(Given entries)
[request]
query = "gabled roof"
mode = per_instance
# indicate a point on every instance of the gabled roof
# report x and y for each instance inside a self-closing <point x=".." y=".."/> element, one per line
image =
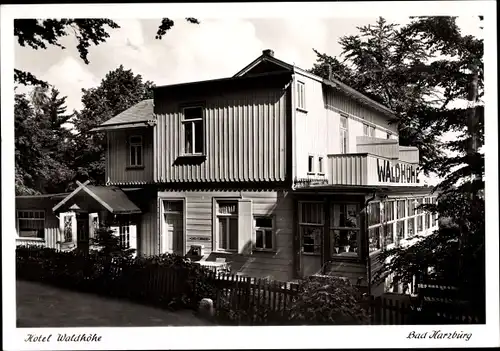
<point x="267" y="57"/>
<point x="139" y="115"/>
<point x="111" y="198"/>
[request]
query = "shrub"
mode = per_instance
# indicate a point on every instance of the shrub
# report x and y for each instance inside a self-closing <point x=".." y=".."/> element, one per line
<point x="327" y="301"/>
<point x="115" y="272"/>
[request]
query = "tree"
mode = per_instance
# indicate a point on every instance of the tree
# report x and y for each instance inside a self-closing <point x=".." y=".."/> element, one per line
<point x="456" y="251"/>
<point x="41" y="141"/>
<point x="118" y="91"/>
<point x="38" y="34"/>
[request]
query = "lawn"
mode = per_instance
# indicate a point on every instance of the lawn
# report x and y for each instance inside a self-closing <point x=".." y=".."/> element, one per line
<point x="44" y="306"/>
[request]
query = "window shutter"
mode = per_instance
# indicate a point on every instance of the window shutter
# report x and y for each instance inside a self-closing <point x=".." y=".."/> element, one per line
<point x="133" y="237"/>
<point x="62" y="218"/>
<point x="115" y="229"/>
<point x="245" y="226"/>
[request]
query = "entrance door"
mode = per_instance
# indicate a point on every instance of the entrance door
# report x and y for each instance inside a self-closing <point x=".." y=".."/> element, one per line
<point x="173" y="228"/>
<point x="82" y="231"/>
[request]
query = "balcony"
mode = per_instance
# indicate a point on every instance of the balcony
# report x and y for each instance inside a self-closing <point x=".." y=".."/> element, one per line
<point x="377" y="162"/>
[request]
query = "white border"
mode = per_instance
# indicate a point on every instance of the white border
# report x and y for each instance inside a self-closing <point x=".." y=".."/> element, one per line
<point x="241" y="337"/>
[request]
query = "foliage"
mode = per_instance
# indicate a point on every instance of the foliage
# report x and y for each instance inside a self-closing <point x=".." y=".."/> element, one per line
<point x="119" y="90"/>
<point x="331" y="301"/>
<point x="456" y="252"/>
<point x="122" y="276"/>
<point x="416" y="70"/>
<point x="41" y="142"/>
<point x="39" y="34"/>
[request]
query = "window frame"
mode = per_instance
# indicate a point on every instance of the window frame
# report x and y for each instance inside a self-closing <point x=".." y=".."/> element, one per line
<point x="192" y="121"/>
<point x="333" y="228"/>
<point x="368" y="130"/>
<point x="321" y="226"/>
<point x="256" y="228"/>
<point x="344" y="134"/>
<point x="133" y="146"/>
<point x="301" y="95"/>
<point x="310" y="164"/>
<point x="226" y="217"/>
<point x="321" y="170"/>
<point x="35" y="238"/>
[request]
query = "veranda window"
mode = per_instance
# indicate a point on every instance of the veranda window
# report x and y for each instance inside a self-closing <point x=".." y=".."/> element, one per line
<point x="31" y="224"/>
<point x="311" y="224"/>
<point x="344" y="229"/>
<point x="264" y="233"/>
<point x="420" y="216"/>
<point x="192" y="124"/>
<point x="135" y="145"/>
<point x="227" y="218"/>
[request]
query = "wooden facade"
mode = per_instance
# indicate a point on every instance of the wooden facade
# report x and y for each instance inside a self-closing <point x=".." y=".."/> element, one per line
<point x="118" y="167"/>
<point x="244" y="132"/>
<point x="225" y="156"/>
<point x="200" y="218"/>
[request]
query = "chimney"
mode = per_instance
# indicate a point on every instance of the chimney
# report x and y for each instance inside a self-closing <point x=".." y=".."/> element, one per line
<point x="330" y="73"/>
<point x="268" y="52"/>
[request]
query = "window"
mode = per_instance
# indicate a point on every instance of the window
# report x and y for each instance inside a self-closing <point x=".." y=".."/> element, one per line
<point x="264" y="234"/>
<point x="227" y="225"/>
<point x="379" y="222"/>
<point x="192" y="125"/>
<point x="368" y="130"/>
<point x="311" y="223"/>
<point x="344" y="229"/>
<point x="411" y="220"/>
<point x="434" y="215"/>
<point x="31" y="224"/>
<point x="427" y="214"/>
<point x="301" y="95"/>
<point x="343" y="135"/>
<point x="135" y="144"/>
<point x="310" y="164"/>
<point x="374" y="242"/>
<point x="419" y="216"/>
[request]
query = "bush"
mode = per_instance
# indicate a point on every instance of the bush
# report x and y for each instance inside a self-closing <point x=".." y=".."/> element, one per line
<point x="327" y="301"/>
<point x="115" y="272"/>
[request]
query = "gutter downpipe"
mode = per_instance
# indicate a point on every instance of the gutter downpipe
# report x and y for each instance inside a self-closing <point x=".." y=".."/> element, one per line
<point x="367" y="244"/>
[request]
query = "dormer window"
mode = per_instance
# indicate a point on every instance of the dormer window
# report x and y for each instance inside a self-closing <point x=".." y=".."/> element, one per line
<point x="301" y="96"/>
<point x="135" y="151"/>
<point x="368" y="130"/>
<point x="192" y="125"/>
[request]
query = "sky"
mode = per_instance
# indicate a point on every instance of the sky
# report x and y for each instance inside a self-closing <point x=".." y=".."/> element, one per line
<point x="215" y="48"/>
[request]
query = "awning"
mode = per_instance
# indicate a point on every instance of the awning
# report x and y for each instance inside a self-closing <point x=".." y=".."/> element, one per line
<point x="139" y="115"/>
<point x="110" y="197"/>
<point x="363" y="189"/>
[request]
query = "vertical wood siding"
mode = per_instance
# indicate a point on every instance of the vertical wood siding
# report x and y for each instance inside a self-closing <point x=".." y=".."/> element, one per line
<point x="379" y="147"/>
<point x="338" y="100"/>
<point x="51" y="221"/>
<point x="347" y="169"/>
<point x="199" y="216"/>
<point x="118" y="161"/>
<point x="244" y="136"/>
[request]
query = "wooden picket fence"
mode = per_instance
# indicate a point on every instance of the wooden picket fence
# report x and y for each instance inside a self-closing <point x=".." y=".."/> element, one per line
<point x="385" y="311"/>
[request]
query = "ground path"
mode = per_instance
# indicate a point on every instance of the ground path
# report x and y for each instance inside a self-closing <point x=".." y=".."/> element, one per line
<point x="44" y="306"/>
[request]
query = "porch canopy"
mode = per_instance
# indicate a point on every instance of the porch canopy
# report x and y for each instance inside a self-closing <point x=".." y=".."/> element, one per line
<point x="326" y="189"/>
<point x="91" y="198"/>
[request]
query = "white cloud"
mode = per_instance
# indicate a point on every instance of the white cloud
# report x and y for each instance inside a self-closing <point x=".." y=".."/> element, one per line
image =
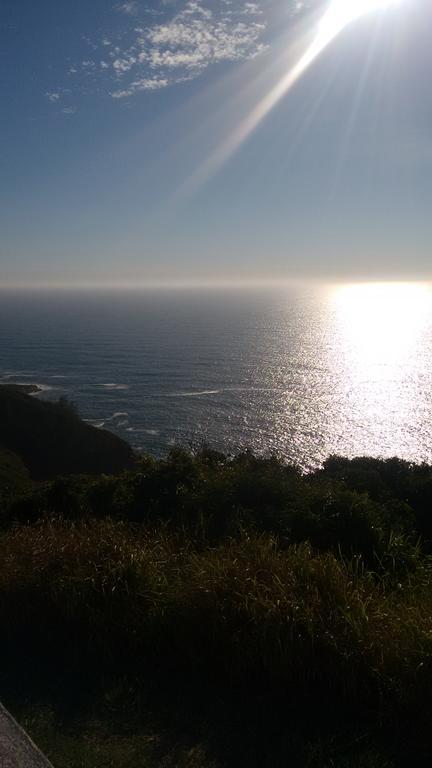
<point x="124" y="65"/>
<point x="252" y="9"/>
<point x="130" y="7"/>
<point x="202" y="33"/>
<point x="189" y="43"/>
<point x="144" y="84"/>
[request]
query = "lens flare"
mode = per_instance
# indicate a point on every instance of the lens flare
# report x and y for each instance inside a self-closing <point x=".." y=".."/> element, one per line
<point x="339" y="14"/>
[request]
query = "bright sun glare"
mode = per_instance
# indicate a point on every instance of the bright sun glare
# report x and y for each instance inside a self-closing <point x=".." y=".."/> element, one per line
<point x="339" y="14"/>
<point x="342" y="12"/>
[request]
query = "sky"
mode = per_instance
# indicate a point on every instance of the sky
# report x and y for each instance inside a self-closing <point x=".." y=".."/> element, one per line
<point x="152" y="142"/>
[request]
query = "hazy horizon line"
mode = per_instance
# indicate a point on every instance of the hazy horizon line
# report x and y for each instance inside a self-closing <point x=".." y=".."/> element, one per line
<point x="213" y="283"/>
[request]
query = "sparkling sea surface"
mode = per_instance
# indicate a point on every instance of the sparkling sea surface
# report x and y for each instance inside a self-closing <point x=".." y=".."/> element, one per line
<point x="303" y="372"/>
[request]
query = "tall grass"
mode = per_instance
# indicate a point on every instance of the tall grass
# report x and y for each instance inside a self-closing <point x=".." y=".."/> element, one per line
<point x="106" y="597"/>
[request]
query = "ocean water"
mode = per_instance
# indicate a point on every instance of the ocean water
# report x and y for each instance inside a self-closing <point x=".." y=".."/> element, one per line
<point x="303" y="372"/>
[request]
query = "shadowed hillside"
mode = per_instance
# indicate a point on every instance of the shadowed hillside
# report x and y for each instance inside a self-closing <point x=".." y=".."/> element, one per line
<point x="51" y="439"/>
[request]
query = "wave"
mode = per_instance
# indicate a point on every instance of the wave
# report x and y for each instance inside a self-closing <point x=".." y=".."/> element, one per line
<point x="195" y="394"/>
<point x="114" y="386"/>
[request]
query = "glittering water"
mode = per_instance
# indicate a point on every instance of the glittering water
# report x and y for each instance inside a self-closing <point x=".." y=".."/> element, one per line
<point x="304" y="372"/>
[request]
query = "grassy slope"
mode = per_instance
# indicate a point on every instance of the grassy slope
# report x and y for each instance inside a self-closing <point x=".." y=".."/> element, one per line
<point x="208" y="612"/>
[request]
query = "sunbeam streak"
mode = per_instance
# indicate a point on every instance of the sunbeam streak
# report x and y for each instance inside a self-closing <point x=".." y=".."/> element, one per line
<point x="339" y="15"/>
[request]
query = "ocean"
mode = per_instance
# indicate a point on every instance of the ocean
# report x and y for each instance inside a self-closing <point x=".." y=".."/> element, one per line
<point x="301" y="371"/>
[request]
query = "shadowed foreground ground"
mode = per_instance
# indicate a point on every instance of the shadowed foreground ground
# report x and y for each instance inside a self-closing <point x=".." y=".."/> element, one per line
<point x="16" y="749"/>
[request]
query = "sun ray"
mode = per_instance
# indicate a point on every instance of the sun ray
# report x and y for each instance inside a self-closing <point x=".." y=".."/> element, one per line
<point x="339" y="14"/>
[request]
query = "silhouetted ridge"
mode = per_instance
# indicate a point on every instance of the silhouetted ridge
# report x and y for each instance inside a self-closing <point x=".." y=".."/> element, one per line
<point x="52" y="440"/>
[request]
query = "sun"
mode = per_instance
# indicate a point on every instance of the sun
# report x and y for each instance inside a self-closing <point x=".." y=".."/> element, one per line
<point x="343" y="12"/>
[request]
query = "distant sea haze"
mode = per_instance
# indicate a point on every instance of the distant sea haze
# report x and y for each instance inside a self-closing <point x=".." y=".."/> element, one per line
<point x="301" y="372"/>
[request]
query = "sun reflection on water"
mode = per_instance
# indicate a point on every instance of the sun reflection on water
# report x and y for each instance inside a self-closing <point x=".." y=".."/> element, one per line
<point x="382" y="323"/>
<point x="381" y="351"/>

(Given task)
How many lines in the data above contain the string "facade"? Reply with the number alone.

(Worked solution)
2